Work to do:
Copy out the listing below word for word, with every line in its original order, but leave out the pictures.

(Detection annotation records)
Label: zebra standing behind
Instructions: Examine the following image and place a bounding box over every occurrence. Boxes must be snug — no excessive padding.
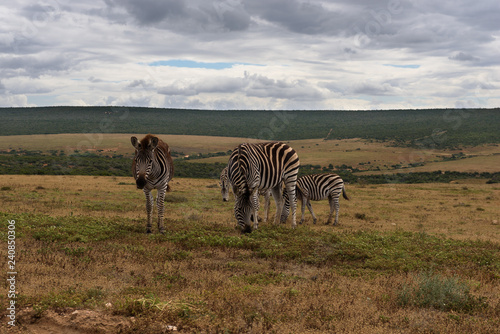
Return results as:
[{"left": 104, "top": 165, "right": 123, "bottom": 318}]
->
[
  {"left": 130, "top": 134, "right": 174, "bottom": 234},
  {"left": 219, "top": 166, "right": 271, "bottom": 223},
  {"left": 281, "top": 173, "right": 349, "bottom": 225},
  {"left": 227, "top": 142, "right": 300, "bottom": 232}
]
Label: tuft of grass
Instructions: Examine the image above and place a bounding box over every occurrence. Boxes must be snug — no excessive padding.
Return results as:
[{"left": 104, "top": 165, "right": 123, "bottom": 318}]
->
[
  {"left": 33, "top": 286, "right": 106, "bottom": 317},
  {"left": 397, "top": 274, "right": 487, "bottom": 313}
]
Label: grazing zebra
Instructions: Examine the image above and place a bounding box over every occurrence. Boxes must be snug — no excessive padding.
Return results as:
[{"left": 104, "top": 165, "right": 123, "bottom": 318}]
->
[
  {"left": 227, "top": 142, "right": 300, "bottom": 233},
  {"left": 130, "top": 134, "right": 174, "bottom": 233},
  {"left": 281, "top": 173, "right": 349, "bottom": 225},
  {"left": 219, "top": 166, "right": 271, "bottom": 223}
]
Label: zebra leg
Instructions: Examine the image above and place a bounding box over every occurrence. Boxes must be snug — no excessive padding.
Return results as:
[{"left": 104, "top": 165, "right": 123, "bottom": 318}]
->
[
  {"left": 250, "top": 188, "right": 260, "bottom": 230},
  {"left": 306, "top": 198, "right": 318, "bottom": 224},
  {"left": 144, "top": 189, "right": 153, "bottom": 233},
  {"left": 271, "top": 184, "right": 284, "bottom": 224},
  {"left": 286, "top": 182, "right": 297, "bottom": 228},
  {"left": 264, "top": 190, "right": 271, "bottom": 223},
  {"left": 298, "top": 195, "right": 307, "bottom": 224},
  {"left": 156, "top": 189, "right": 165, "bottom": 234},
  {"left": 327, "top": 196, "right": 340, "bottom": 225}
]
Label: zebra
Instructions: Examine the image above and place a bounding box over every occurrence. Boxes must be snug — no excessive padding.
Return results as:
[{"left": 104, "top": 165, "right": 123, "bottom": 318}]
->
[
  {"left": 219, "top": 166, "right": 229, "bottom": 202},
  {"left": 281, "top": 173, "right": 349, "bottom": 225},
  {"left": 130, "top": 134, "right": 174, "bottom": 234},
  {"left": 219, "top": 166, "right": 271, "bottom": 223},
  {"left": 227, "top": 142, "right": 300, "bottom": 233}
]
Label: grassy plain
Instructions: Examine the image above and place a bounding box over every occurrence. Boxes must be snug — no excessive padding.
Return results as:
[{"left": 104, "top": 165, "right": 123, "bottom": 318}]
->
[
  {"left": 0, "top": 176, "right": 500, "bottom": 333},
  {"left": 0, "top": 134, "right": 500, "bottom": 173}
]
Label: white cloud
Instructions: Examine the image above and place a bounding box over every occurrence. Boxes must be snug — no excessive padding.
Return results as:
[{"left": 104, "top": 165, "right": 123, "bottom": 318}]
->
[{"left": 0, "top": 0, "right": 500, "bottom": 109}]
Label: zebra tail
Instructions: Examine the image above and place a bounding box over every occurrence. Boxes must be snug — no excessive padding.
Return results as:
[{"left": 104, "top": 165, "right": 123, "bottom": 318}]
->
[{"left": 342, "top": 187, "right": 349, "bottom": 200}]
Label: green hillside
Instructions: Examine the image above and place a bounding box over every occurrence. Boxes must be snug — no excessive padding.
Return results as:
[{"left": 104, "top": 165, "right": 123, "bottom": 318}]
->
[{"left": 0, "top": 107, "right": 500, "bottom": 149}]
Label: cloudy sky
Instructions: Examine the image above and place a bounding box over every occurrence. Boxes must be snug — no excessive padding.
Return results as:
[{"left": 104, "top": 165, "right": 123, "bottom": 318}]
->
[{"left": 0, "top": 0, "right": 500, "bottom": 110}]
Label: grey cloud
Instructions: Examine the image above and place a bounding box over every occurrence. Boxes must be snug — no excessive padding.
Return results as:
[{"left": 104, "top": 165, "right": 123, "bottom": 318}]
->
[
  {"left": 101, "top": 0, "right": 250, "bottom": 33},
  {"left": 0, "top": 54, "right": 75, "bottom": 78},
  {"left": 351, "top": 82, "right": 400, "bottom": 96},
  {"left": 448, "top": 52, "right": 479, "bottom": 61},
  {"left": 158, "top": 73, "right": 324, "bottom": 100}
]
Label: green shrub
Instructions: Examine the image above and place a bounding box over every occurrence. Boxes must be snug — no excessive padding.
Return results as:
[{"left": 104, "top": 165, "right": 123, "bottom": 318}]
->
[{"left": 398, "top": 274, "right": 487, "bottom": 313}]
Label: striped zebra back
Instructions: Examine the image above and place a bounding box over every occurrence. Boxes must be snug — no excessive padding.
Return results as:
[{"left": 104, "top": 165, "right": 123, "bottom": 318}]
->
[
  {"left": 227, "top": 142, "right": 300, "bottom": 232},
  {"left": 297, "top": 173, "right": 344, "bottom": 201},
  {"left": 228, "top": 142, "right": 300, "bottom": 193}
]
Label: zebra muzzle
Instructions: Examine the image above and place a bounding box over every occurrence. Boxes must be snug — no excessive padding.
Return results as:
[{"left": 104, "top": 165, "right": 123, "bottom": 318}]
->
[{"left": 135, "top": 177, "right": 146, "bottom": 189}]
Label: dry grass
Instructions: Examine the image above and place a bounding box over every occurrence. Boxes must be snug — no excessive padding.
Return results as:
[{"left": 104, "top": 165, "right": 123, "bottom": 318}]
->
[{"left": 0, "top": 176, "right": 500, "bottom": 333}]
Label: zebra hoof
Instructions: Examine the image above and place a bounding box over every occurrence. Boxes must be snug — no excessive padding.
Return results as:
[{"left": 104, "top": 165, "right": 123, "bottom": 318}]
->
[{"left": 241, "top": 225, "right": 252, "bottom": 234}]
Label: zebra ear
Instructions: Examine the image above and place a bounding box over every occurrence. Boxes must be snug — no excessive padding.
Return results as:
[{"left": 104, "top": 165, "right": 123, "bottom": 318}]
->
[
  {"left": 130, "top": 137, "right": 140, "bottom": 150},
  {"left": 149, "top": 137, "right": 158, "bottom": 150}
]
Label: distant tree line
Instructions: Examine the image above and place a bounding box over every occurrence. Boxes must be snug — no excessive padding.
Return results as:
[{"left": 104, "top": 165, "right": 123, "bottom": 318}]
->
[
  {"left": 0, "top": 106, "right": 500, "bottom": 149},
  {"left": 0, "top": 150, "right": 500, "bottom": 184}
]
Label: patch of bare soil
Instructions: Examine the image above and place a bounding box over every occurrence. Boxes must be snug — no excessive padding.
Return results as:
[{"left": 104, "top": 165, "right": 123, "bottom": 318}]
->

Worked answer:
Label: zebra standing behind
Instructions: Examine the following image and place a bounding box over every occurrence. Boxes must be snug — no excessive padding.
Return results as:
[{"left": 104, "top": 165, "right": 123, "bottom": 318}]
->
[
  {"left": 130, "top": 134, "right": 174, "bottom": 234},
  {"left": 219, "top": 166, "right": 271, "bottom": 223},
  {"left": 281, "top": 173, "right": 349, "bottom": 225},
  {"left": 227, "top": 142, "right": 300, "bottom": 232}
]
Label: tuft of grass
Instructions: Examine the image above and place a bounding box over every occurrence. Boxes must be snug — no excessive padding.
Return results as:
[{"left": 104, "top": 165, "right": 123, "bottom": 318}]
->
[
  {"left": 33, "top": 286, "right": 106, "bottom": 317},
  {"left": 397, "top": 274, "right": 487, "bottom": 313}
]
Label: grazing zebra
Instructions: Examine the image above and place a bounding box over every occurrence. Boxes must be snug — no excessive padding.
Return results as:
[{"left": 104, "top": 165, "right": 123, "bottom": 318}]
->
[
  {"left": 227, "top": 142, "right": 300, "bottom": 233},
  {"left": 130, "top": 134, "right": 174, "bottom": 233},
  {"left": 281, "top": 173, "right": 349, "bottom": 225},
  {"left": 219, "top": 166, "right": 271, "bottom": 223}
]
Label: zebra leg
Instructions: Examine the image above and place a bounding box over every occurrence. Boxes must be snug — no excessive padding.
Return results as:
[{"left": 104, "top": 165, "right": 123, "bottom": 318}]
->
[
  {"left": 250, "top": 188, "right": 260, "bottom": 230},
  {"left": 306, "top": 198, "right": 318, "bottom": 224},
  {"left": 144, "top": 189, "right": 153, "bottom": 233},
  {"left": 271, "top": 184, "right": 284, "bottom": 224},
  {"left": 286, "top": 182, "right": 297, "bottom": 228},
  {"left": 264, "top": 190, "right": 271, "bottom": 223},
  {"left": 298, "top": 195, "right": 307, "bottom": 224},
  {"left": 156, "top": 189, "right": 165, "bottom": 234},
  {"left": 327, "top": 196, "right": 340, "bottom": 225}
]
Label: zebra
Instructions: Examine the image above and place a bounding box over every occurrence. Boxes must be snug — no excessive padding.
Return results as:
[{"left": 104, "top": 165, "right": 123, "bottom": 318}]
->
[
  {"left": 219, "top": 166, "right": 229, "bottom": 202},
  {"left": 281, "top": 173, "right": 349, "bottom": 225},
  {"left": 130, "top": 134, "right": 174, "bottom": 234},
  {"left": 219, "top": 166, "right": 271, "bottom": 223},
  {"left": 227, "top": 142, "right": 300, "bottom": 233}
]
Label: grassy plain
Instructions: Examine the image above and place a bounding box over every occurrence. Boxes must be snug — no excessive padding.
Return results as:
[{"left": 104, "top": 165, "right": 123, "bottom": 318}]
->
[
  {"left": 0, "top": 176, "right": 500, "bottom": 333},
  {"left": 0, "top": 134, "right": 500, "bottom": 173}
]
Label: white cloud
Instructions: Examine the image above and place a bounding box over every occurrence. Boxes must be snug — no excessive padding.
Return results as:
[{"left": 104, "top": 165, "right": 123, "bottom": 318}]
->
[{"left": 0, "top": 0, "right": 500, "bottom": 109}]
Label: zebra tail
Instructions: Examine the image above and place a bounding box over every occurrence. Boxes must be snug — no excessive padding.
Return results as:
[{"left": 104, "top": 165, "right": 123, "bottom": 318}]
->
[{"left": 342, "top": 187, "right": 349, "bottom": 200}]
Label: green hillside
Instructions: Examine the image above and place a bounding box over every occurrence. Boxes must be snug — no excessive padding.
Return results as:
[{"left": 104, "top": 165, "right": 123, "bottom": 318}]
->
[{"left": 0, "top": 107, "right": 500, "bottom": 149}]
Label: cloudy sky
Instructions: Examine the image above and place a bounding box over every occurrence. Boxes must be snug — no excessive padding.
Return results as:
[{"left": 104, "top": 165, "right": 123, "bottom": 318}]
->
[{"left": 0, "top": 0, "right": 500, "bottom": 110}]
Label: grey cloud
Instructions: Examine the image above and place a bounding box over every occurrence. Boxes must be snug — no excessive padding.
Return results as:
[{"left": 104, "top": 165, "right": 123, "bottom": 318}]
->
[
  {"left": 101, "top": 0, "right": 250, "bottom": 33},
  {"left": 0, "top": 54, "right": 75, "bottom": 78},
  {"left": 351, "top": 82, "right": 400, "bottom": 96},
  {"left": 448, "top": 52, "right": 479, "bottom": 61},
  {"left": 158, "top": 73, "right": 324, "bottom": 100}
]
Label: green shrub
Instructions: Examine the image above and place a bounding box over every occurrence. Boxes must be snug — no excessive padding.
Return results as:
[{"left": 104, "top": 165, "right": 123, "bottom": 318}]
->
[{"left": 398, "top": 274, "right": 487, "bottom": 313}]
Label: striped zebra back
Instructions: Examine the image above and place a bounding box over every occurrence. Boxes must be snug — no excessive padding.
Return results as:
[{"left": 104, "top": 165, "right": 123, "bottom": 318}]
->
[
  {"left": 227, "top": 142, "right": 300, "bottom": 232},
  {"left": 297, "top": 173, "right": 344, "bottom": 201},
  {"left": 228, "top": 142, "right": 300, "bottom": 193}
]
Label: zebra muzzle
Instructions: Examine the image above and place a bounding box over every occurrence. Boxes must be snug — no excessive padding.
Return results as:
[{"left": 104, "top": 165, "right": 123, "bottom": 318}]
->
[{"left": 135, "top": 177, "right": 146, "bottom": 189}]
Label: dry grass
Instructions: Examine the image above and place a bounding box over every occurrence. Boxes must be snug — no excessive padding.
Return results as:
[{"left": 104, "top": 165, "right": 123, "bottom": 318}]
->
[{"left": 0, "top": 176, "right": 500, "bottom": 333}]
Label: zebra hoof
Instructions: Examine the image above and place a bounding box over every occurrence. Boxes must be snug — no excessive padding.
Return results as:
[{"left": 104, "top": 165, "right": 123, "bottom": 318}]
->
[{"left": 241, "top": 225, "right": 252, "bottom": 234}]
Label: zebra ear
Instructions: Examine the image above and place a bounding box over every occurrence. Boxes must be snug — no excessive padding.
Return results as:
[{"left": 104, "top": 165, "right": 123, "bottom": 318}]
->
[
  {"left": 130, "top": 137, "right": 140, "bottom": 150},
  {"left": 149, "top": 137, "right": 158, "bottom": 150}
]
Label: distant tree line
Instructions: Examine the image above and place a bounding box over every occurrence. Boxes must be snug — no excessive padding.
Return results as:
[{"left": 104, "top": 165, "right": 123, "bottom": 318}]
->
[
  {"left": 0, "top": 106, "right": 500, "bottom": 149},
  {"left": 0, "top": 150, "right": 500, "bottom": 184}
]
Label: patch of bare soil
Instructions: Examine the image above and place a bounding box over every occurrence. Boxes must be snug — no excessive padding.
Return results as:
[{"left": 104, "top": 165, "right": 123, "bottom": 318}]
->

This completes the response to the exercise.